**Job**.
In the listing below, substitute "central point" for each "innermost point" and reproduce it with everything else unchanged.

**Dataset extract**.

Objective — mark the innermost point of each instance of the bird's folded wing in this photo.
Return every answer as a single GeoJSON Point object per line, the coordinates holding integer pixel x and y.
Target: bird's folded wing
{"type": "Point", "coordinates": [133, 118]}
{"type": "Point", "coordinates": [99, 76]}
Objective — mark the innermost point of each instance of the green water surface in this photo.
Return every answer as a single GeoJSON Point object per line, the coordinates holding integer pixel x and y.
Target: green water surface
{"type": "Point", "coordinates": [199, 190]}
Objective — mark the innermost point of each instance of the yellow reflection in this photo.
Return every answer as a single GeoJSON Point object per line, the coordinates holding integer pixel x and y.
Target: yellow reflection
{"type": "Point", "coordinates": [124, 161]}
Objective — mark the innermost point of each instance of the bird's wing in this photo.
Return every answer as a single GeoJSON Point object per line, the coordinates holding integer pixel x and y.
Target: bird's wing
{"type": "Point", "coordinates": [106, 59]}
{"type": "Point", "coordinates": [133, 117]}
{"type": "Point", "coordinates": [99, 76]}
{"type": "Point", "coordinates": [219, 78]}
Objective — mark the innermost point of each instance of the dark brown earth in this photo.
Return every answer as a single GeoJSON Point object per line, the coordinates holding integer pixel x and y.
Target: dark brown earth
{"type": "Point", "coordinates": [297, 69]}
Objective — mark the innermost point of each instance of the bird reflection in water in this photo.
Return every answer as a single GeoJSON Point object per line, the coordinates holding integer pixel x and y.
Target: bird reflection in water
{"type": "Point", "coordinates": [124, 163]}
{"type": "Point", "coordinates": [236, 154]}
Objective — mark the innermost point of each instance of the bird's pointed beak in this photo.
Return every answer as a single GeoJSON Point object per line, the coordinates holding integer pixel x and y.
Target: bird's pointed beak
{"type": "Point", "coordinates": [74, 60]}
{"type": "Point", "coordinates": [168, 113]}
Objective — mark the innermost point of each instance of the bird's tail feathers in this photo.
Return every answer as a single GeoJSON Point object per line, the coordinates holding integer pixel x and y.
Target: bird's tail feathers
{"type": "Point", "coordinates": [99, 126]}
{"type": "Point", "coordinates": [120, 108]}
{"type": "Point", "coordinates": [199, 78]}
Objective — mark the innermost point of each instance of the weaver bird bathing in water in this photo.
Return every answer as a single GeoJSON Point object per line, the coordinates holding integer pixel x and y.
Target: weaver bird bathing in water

**Finished task**.
Objective — mark the central point of each instance of the bird's folded wing in this photo.
Return every answer as a single GeoJSON Point object per line, the coordinates holding integer pixel x and y.
Target: bird's folded wing
{"type": "Point", "coordinates": [133, 118]}
{"type": "Point", "coordinates": [99, 76]}
Objective — mark the central point of each instance of the green water surface in this photo.
Return every answer as a single GeoJSON Point object per line, the coordinates holding integer pixel x and y.
Target: green water surface
{"type": "Point", "coordinates": [199, 190]}
Objective — mark the central point of each instance of the yellow reflection in this photo.
Return every answer as a single GeoJSON Point object per line, the coordinates holding integer pixel x and y.
Target: yellow reflection
{"type": "Point", "coordinates": [124, 161]}
Objective — mark the central point of each instance of the bird's wing in this photo.
Return every answer as a single GeoJSON Point object per line, the coordinates holding integer pixel x and y.
Target: bird's wing
{"type": "Point", "coordinates": [106, 59]}
{"type": "Point", "coordinates": [133, 117]}
{"type": "Point", "coordinates": [99, 76]}
{"type": "Point", "coordinates": [219, 78]}
Objective — mark the central point of each instance of the dark brown earth in this photo.
Return every answer as a single GeoJSON Point object per line, the coordinates holding integer pixel x and y.
Target: dark brown earth
{"type": "Point", "coordinates": [297, 69]}
Objective — mark the central point of each instance of the bird reflection in water in this photo.
Return every answer as a single GeoJSON Point object per line, the coordinates holding integer pixel x and y.
Target: bird reflection in water
{"type": "Point", "coordinates": [124, 163]}
{"type": "Point", "coordinates": [236, 154]}
Objective — mark the central point of each instance of the bird's pointed beak in this photo.
Return every answer as a single GeoJSON Point object per line, the coordinates holding integer pixel x and y.
Target: bird's pointed beak
{"type": "Point", "coordinates": [74, 60]}
{"type": "Point", "coordinates": [168, 113]}
Objective — mark the central point of each instance of the bird's tail feathers in this photo.
Return every answer as a single GeoJSON Point object per line, the coordinates holding integer pixel x and y.
Target: bird's tail feathers
{"type": "Point", "coordinates": [99, 126]}
{"type": "Point", "coordinates": [120, 108]}
{"type": "Point", "coordinates": [199, 78]}
Objective — mark the central point of each instance of the weaver bird bathing in water in this photo.
Return every answer as a single GeoJSON Point object per line, the coordinates holding integer pixel x and y.
Target: weaver bird bathing in water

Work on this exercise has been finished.